[DOCUMENT]:
>>>>
Re: Msd Advance Curve
 

Originally Posted by Hang Time 27
Ran blown 540 w/ single 1050 dom MSD 6/mallery setup all last summer - I only ever checked total advance, and didn't notice till summer was over that dist. was set for only 5-6 degrees cent. advance (might as well have been locked) - so my idle advance was at 27-28 deg. - Shocked the hell out of me, but it idled great at 750rpm and had no starting issues.

Starting issues only come into play when the motor is between 160 and 180 deg. so if your motor never sees this much heat no prob.

As far as idling issues all you have to do is adjust the carb richer than normal and in a blown app. the carb is usually fat at idle anyway. NA motors would have more trouble with idling than blown apps.

What happens is your firing the cyl to soon in real time, that's why there is an advance curve.
<<<<
[SET TASK 1]: From the forum post on MSD advance, return the passage from "As far as idling" up to and including "an advance curve.".
[SET TASK 2]:
Answer these from the forum post on MSD advance:
(a) At what rpm did the blown 540 idle?
(b) Between which engine temperatures do starting issues come into play?
(c) How should the carb be adjusted to deal with idling issues?

[INFORMATION GIVEN]:
>>>>
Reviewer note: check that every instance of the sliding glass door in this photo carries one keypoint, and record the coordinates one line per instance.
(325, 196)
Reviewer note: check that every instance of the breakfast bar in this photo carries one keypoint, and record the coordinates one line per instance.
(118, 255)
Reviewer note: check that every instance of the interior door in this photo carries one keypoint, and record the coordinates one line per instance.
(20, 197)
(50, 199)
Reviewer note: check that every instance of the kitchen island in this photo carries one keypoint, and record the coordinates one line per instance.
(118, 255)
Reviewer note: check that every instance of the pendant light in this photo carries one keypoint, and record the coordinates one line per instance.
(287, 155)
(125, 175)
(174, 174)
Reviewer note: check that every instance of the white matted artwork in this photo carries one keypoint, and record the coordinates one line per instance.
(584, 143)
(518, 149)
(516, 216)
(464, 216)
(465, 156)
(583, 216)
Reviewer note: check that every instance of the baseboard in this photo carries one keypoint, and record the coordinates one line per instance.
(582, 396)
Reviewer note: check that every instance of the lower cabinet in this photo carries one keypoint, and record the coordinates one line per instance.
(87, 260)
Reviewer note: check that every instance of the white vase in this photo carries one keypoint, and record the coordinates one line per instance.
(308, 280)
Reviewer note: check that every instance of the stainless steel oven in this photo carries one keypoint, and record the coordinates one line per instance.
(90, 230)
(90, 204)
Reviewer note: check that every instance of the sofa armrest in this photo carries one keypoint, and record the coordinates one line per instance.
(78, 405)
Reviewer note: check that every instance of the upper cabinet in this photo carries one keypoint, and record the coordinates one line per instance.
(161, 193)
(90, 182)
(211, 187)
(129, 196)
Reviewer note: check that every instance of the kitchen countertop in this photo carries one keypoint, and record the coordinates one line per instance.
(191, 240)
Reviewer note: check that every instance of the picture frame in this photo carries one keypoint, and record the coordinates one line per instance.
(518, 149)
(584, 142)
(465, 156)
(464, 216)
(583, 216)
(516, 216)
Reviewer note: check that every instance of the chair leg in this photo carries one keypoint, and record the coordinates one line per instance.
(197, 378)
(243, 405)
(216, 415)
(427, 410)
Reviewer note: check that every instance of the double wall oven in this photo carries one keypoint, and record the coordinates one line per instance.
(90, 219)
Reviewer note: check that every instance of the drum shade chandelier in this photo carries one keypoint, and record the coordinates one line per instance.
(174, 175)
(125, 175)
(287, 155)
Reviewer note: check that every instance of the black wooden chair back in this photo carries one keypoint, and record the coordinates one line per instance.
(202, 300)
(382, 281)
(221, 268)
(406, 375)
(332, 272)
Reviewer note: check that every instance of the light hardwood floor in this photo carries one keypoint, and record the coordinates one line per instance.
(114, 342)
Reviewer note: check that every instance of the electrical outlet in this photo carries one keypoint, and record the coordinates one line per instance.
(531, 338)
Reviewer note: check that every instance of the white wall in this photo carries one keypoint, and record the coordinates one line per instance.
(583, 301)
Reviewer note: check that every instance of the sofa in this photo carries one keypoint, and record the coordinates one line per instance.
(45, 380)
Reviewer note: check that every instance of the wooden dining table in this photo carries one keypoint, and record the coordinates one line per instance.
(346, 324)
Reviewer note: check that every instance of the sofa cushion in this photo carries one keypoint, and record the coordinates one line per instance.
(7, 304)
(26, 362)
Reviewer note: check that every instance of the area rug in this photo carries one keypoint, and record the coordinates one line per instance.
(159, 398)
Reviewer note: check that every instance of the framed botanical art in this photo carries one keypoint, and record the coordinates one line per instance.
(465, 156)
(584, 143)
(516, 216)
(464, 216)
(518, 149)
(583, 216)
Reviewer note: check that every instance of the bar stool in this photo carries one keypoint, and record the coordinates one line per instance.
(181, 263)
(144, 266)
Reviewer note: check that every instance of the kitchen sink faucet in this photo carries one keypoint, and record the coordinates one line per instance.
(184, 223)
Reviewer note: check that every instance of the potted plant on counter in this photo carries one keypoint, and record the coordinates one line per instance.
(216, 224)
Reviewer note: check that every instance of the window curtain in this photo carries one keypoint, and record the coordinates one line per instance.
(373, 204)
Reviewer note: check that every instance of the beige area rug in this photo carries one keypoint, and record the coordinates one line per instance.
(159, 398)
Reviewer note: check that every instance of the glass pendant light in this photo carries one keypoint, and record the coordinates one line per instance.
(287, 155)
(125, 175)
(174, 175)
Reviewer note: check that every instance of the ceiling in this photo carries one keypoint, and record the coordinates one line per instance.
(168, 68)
<<<<
>>>>
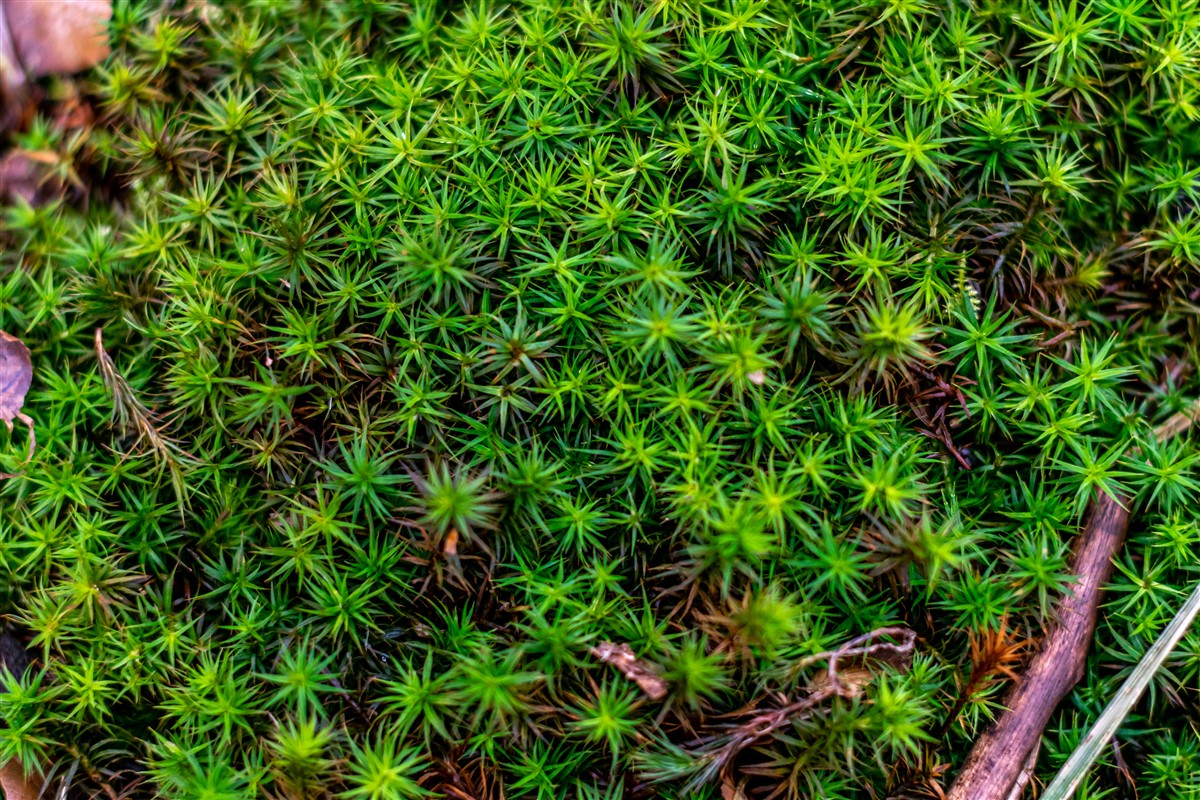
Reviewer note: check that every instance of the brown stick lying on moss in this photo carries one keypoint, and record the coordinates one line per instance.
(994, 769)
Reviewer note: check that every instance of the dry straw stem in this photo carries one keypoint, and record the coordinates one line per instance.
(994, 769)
<<<<
>>>>
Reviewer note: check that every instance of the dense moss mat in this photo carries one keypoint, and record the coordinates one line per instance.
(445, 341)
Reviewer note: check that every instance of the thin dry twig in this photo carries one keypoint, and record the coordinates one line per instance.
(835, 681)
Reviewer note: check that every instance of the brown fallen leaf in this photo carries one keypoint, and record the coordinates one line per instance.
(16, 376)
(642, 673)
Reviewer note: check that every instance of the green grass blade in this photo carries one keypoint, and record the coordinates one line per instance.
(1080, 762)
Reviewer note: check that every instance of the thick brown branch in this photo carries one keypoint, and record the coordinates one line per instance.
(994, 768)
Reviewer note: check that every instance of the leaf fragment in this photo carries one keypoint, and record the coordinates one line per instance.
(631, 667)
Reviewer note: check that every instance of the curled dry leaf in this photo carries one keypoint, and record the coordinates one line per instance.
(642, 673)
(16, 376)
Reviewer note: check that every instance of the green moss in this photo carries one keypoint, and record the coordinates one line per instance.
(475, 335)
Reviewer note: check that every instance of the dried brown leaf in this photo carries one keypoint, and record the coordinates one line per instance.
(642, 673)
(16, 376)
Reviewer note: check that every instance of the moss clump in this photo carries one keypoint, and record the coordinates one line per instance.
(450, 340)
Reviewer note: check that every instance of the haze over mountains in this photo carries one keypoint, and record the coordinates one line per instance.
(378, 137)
<<<<
[FINAL ANSWER 1]:
As far as idling issues all you have to do is adjust the carb richer than normal and in a blown app. the carb is usually fat at idle anyway. NA motors would have more trouble with idling than blown apps.

What happens is your firing the cyl to soon in real time, that's why there is an advance curve.

[FINAL ANSWER 2]:
(a) 750 rpm
(b) Between 160 and 180 degrees
(c) Richer than normal